DESCRIPCIÓN DEL EJERCICIO.
Localiza en los registros todas las líneas que contengan la palabra "brown" y cópialas una por una. Ten en cuenta las mayúsculas y minúsculas.

DATOS PROPORCIONADOS.
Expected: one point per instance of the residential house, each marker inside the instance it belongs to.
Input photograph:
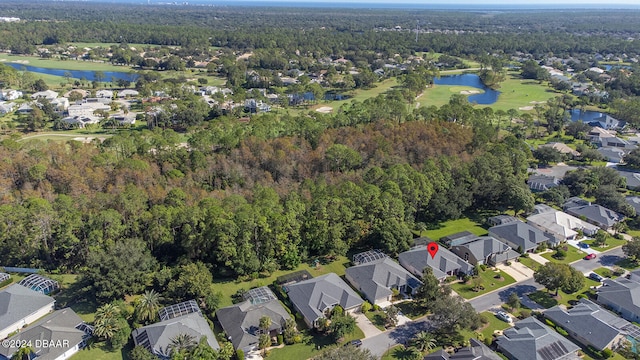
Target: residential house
(47, 94)
(484, 250)
(55, 337)
(562, 148)
(20, 306)
(378, 278)
(622, 296)
(316, 297)
(241, 322)
(590, 324)
(444, 263)
(184, 318)
(475, 351)
(521, 236)
(529, 339)
(501, 219)
(597, 215)
(542, 182)
(560, 225)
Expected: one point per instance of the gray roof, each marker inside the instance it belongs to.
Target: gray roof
(590, 322)
(241, 321)
(312, 297)
(623, 292)
(62, 325)
(598, 214)
(529, 339)
(157, 337)
(376, 278)
(18, 302)
(519, 233)
(442, 263)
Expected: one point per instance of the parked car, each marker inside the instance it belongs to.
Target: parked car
(504, 316)
(596, 277)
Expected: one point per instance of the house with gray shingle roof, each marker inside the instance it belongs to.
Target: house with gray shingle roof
(484, 250)
(444, 263)
(622, 296)
(521, 236)
(157, 337)
(241, 321)
(376, 279)
(56, 337)
(590, 324)
(529, 339)
(314, 298)
(597, 215)
(20, 306)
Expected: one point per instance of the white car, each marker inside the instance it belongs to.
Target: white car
(504, 316)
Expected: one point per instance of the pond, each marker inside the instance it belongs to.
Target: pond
(488, 97)
(76, 74)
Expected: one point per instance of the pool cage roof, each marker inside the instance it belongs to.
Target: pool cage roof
(40, 284)
(183, 308)
(259, 295)
(368, 256)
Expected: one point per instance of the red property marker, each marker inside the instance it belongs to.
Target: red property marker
(432, 248)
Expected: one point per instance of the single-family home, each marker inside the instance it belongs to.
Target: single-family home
(484, 250)
(55, 337)
(475, 351)
(622, 296)
(378, 278)
(183, 318)
(521, 236)
(529, 339)
(315, 298)
(597, 215)
(590, 324)
(47, 94)
(560, 225)
(20, 306)
(241, 322)
(542, 182)
(444, 263)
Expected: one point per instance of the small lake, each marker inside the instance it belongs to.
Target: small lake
(76, 74)
(489, 96)
(584, 115)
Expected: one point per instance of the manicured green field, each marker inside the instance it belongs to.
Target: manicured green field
(454, 226)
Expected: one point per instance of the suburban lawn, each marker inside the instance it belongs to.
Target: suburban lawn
(488, 281)
(454, 226)
(311, 346)
(229, 287)
(548, 300)
(573, 254)
(529, 262)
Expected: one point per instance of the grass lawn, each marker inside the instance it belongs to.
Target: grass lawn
(573, 254)
(454, 226)
(610, 244)
(529, 262)
(311, 346)
(230, 287)
(488, 281)
(548, 300)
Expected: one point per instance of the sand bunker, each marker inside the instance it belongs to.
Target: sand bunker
(325, 109)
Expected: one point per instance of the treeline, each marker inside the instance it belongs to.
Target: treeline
(262, 205)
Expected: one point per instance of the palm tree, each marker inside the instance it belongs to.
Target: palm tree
(148, 305)
(182, 342)
(424, 341)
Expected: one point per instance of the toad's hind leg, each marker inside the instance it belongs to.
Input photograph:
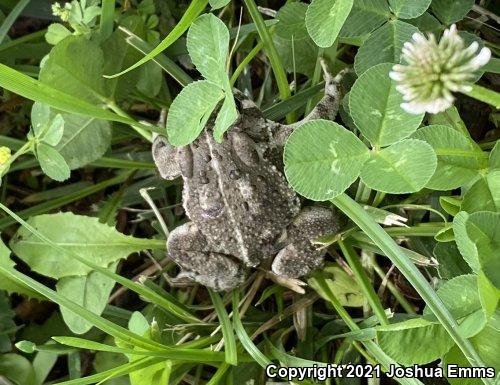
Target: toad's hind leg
(301, 256)
(188, 247)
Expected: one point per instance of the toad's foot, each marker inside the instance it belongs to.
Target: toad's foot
(326, 108)
(301, 256)
(188, 248)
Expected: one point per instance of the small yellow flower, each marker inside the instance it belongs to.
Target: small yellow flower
(4, 155)
(431, 71)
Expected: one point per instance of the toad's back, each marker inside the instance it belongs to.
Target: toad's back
(239, 200)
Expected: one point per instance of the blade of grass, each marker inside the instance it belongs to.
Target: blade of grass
(255, 50)
(359, 216)
(244, 338)
(377, 353)
(272, 54)
(107, 18)
(11, 18)
(99, 322)
(64, 200)
(227, 329)
(119, 371)
(32, 89)
(177, 354)
(195, 8)
(139, 289)
(364, 282)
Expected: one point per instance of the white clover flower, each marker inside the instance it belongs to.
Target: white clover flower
(431, 71)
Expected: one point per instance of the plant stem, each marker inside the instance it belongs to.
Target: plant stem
(107, 18)
(315, 80)
(117, 110)
(356, 213)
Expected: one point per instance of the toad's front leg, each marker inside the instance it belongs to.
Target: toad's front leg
(301, 256)
(326, 108)
(188, 247)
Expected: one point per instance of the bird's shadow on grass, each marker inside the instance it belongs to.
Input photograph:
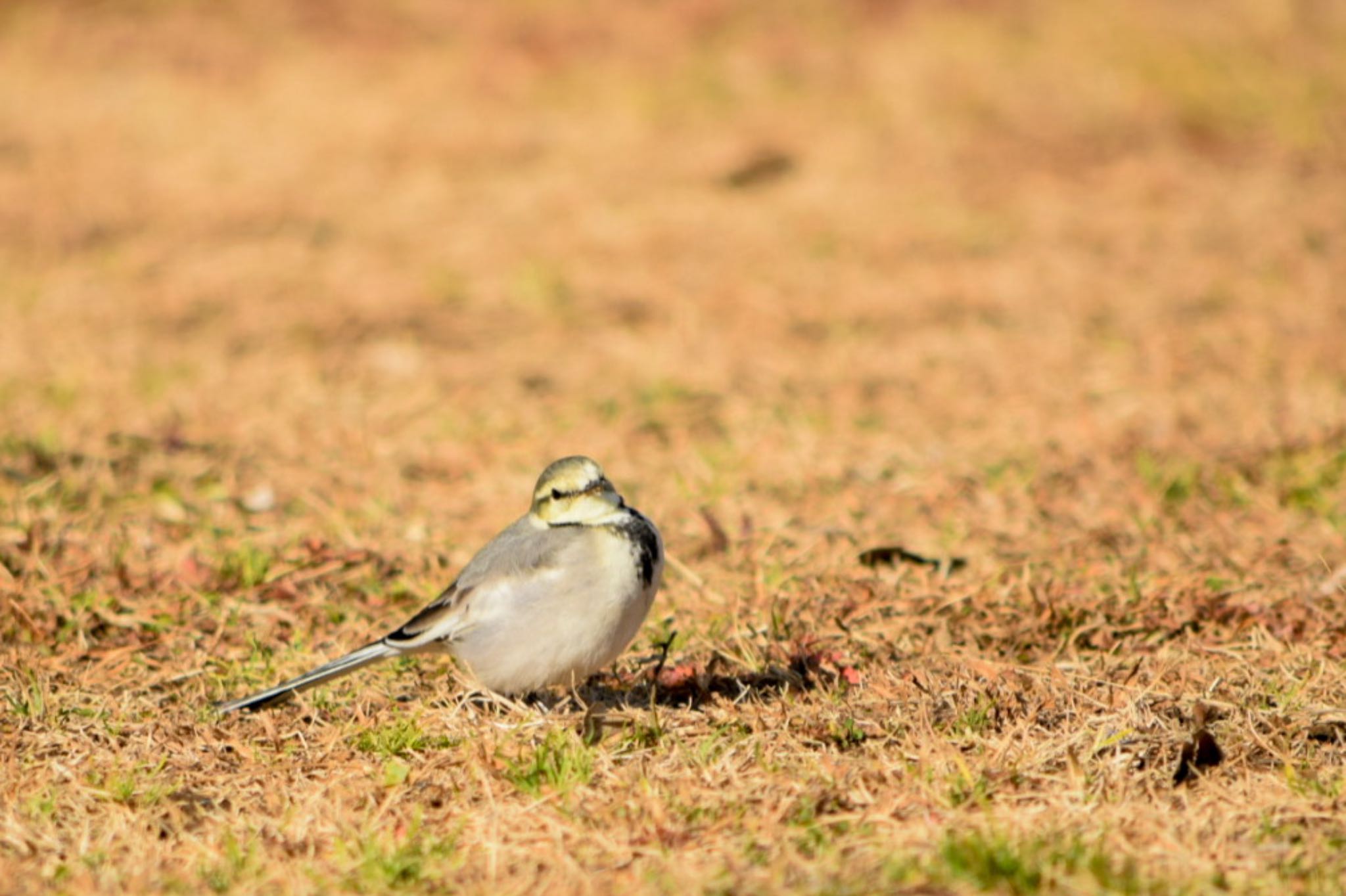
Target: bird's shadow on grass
(685, 685)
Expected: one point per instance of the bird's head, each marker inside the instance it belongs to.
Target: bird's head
(574, 491)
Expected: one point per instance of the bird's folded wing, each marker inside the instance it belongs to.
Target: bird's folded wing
(439, 621)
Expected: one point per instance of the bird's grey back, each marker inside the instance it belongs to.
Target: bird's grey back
(521, 548)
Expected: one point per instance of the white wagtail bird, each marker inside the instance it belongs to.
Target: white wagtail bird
(548, 602)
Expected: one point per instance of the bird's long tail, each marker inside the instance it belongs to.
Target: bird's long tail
(350, 662)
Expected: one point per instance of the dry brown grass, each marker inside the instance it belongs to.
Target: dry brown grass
(1054, 287)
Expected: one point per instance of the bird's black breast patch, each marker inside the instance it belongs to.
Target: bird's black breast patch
(645, 545)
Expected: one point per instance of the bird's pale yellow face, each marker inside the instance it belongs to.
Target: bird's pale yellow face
(574, 491)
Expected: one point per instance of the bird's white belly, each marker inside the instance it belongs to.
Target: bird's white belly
(562, 629)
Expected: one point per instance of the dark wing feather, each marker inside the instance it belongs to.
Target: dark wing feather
(434, 612)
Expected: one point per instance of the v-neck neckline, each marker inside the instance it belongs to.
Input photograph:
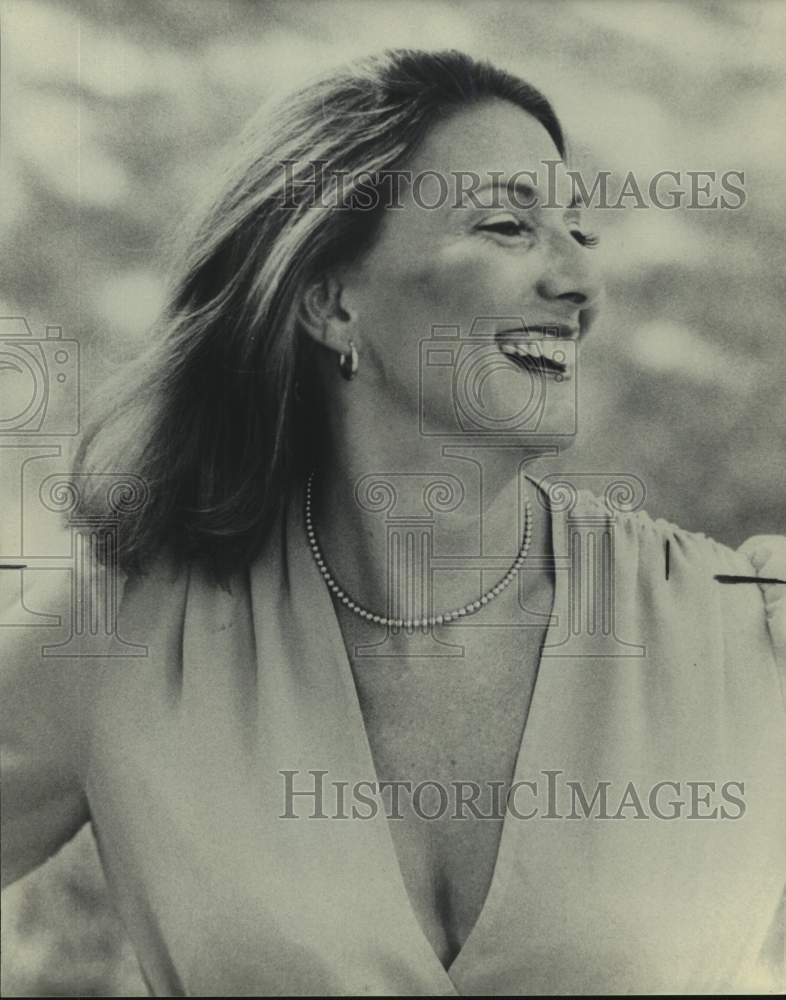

SOLUCIÓN DEL EJERCICIO.
Expected: one point per instance of the dry brown grass, each marker inside the instance it belongs to.
Target: dry brown grass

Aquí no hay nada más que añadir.